• **GIVEN REQUEST**
Render everything from the line containing "Pick out each instance of the metal tray" down to the line containing "<point>693,168</point>" among the items below as a Markdown table with the columns No. and Line, omitting blank lines.

• **RECORDED DATA**
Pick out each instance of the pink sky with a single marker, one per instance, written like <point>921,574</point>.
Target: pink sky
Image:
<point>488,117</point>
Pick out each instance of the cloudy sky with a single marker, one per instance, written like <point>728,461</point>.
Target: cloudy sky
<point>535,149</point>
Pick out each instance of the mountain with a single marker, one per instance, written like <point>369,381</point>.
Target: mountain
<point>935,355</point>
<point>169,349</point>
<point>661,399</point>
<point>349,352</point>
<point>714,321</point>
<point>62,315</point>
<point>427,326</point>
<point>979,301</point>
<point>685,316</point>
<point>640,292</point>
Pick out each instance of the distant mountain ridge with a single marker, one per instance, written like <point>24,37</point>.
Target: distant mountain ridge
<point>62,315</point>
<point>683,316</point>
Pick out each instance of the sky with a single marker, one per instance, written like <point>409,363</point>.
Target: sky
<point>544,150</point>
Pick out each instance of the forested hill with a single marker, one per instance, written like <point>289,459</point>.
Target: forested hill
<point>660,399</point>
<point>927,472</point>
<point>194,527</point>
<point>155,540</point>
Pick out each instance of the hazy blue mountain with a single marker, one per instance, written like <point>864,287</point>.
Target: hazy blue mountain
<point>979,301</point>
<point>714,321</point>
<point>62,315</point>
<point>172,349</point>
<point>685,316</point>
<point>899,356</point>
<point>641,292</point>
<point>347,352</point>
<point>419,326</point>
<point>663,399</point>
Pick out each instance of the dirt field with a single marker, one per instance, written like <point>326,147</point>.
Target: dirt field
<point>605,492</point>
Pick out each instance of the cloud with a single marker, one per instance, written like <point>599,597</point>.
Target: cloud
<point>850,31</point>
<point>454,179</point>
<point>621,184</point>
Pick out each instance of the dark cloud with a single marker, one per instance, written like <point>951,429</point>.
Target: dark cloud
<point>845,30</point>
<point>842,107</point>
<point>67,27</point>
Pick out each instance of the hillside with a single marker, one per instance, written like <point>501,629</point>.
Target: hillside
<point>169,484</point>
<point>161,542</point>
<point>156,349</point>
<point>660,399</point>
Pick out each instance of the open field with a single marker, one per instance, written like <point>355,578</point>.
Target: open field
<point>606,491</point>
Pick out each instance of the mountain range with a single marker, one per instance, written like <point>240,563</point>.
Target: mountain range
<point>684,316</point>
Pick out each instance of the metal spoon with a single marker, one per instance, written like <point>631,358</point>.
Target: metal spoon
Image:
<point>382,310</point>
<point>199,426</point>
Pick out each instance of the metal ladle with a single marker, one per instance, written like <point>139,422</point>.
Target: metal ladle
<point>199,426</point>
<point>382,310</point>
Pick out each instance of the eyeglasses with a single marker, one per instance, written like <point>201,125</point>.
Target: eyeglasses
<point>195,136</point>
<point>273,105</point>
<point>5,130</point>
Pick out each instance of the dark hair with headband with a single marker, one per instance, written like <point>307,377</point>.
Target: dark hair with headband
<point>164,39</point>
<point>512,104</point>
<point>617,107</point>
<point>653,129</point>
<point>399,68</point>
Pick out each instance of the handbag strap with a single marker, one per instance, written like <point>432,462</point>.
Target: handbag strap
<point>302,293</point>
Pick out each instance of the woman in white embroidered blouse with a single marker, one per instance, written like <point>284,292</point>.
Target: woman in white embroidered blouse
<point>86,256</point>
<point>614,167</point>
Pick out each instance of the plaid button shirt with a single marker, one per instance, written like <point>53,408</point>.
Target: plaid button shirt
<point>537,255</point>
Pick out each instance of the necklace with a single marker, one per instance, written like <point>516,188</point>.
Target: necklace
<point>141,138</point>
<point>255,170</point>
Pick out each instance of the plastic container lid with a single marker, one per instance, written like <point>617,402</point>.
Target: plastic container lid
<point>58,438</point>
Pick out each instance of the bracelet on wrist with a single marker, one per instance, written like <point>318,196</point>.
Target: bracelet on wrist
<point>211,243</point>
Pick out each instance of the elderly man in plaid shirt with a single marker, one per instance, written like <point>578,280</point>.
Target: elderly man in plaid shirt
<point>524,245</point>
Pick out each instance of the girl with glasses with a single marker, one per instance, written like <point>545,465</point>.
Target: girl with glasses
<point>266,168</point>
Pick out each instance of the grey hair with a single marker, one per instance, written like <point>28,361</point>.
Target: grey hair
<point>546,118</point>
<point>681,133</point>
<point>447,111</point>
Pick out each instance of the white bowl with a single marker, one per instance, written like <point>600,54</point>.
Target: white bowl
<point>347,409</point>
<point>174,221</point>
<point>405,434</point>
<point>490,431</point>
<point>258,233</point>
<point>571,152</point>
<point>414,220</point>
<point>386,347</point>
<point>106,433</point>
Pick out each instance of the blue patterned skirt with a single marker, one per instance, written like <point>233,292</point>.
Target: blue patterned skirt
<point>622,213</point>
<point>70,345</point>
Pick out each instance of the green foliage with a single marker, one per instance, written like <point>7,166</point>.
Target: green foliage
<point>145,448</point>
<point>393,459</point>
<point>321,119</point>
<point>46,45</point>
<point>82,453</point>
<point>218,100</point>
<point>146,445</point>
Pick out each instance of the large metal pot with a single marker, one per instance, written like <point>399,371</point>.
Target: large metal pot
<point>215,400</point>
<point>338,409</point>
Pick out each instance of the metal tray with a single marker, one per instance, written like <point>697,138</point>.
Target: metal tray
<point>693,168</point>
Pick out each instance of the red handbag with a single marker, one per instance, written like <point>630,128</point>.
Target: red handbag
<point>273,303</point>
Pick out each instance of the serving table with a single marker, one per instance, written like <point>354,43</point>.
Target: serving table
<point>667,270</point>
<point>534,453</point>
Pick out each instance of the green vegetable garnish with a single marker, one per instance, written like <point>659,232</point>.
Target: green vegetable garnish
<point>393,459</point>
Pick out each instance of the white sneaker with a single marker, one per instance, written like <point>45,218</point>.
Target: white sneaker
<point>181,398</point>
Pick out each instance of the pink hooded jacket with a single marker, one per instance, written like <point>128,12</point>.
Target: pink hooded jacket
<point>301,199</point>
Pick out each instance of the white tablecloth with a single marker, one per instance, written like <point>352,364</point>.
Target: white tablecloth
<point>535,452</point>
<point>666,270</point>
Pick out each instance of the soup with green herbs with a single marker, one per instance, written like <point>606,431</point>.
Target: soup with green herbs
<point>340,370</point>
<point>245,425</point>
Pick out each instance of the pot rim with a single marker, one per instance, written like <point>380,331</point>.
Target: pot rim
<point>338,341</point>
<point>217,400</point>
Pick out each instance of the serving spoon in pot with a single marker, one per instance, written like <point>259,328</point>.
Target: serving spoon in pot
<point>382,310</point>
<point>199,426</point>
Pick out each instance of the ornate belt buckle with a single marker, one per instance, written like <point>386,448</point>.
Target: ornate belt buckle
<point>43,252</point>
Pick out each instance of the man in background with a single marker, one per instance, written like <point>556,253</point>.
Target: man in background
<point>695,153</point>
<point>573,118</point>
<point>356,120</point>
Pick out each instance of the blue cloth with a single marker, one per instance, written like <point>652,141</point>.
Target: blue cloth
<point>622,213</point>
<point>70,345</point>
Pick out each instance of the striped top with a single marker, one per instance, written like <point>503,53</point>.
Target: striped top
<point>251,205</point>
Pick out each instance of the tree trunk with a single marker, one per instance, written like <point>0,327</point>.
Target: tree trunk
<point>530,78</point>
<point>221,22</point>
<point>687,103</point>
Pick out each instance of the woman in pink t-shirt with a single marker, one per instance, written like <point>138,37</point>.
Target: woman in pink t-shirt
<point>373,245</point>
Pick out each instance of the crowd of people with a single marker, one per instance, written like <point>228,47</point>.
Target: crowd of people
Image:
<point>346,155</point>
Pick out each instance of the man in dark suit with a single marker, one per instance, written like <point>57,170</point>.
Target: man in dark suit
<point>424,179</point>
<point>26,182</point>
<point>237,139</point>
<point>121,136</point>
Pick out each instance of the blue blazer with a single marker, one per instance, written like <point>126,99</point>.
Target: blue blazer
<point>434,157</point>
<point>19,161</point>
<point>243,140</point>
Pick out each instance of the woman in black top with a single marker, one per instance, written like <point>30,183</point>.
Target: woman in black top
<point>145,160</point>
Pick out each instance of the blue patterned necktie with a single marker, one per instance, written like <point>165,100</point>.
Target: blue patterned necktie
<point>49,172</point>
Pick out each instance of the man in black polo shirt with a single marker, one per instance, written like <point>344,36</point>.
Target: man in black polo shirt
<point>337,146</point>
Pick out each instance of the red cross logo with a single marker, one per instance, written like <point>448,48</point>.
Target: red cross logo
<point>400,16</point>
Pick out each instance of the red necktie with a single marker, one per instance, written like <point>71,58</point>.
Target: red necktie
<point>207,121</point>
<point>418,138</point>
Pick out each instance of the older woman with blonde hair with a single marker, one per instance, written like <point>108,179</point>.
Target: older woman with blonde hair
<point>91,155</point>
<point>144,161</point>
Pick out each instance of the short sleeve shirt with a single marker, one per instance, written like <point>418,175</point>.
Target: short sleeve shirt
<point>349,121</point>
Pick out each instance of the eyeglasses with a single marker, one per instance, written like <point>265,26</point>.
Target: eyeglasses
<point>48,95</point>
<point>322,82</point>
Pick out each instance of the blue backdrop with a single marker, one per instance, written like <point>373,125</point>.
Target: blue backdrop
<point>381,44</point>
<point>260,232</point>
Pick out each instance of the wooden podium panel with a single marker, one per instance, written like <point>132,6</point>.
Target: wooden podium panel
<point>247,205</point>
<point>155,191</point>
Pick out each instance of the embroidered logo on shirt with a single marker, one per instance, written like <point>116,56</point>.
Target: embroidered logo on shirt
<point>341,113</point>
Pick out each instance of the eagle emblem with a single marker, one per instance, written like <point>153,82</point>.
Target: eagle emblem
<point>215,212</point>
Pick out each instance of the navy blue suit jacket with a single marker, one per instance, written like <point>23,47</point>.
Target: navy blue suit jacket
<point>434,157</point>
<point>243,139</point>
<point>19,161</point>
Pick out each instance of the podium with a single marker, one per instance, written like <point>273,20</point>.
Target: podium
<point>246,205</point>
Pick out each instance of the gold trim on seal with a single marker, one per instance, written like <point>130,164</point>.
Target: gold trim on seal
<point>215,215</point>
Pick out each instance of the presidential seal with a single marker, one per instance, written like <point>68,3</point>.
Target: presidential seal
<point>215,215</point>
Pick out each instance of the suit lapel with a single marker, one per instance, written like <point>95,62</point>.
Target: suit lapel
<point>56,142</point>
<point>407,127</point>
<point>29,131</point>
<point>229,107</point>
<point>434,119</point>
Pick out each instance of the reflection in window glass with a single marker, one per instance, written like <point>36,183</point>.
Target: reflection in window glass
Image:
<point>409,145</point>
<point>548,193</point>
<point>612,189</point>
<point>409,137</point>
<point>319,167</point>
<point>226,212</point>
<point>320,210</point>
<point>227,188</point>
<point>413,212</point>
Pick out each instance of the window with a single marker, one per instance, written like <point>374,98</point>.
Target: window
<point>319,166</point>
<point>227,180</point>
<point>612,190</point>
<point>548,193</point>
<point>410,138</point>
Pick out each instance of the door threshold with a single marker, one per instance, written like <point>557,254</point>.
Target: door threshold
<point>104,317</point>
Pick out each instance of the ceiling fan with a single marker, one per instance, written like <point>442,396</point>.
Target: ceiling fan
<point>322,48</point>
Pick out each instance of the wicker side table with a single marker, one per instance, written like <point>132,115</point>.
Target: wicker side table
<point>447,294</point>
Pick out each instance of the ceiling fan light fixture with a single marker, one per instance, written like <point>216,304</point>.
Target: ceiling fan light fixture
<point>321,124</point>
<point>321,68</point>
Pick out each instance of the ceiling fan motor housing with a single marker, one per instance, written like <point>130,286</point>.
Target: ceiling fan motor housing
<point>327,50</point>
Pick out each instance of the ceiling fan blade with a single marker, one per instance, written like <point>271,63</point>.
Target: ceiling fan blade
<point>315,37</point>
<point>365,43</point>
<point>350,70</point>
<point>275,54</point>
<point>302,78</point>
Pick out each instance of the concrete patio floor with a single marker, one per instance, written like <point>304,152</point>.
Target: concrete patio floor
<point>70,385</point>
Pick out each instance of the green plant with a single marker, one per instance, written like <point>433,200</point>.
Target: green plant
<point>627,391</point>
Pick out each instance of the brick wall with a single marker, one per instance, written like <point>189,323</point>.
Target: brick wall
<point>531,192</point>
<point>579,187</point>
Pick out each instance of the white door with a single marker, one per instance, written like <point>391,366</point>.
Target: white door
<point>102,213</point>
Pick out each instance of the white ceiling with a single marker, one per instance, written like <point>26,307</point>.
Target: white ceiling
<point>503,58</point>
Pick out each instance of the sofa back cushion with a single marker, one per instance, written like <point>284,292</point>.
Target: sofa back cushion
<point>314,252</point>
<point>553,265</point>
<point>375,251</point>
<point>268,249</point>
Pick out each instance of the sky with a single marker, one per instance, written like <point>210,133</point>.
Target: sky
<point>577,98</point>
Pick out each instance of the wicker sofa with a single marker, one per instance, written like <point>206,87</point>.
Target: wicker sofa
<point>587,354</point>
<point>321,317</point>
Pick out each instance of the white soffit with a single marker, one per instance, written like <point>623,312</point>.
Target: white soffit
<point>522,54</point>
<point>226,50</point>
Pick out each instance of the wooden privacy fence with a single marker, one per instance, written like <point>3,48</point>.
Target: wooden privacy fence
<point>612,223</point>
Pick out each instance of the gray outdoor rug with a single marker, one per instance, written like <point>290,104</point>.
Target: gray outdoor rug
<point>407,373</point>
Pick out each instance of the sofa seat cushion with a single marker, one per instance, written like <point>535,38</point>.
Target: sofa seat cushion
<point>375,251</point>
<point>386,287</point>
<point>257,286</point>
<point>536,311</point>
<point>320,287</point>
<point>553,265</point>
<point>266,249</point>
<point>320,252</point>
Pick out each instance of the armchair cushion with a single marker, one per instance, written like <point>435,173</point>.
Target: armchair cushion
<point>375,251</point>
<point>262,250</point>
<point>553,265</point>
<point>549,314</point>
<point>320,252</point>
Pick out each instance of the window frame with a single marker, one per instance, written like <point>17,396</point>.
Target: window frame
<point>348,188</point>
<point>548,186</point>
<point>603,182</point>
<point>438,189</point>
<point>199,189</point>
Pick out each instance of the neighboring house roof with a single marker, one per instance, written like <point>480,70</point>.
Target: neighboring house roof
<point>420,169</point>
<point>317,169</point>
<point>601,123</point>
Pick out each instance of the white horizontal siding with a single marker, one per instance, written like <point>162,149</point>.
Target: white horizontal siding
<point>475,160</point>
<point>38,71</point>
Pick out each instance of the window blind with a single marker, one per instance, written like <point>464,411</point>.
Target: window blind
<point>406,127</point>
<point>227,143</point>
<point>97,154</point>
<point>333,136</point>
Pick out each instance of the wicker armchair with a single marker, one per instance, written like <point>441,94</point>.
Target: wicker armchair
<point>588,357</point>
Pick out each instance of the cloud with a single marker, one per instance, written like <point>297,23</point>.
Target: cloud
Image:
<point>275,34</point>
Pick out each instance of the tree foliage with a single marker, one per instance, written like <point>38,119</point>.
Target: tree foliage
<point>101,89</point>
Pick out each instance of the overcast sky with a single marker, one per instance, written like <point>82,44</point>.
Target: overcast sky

• **CORRECT RESPONSE**
| No. | Line |
|---|---|
| 1 | Pick out each instance of the metal tray with a single marker, one per instance, written like <point>697,138</point>. |
| 2 | Target: metal tray |
| 3 | <point>693,168</point> |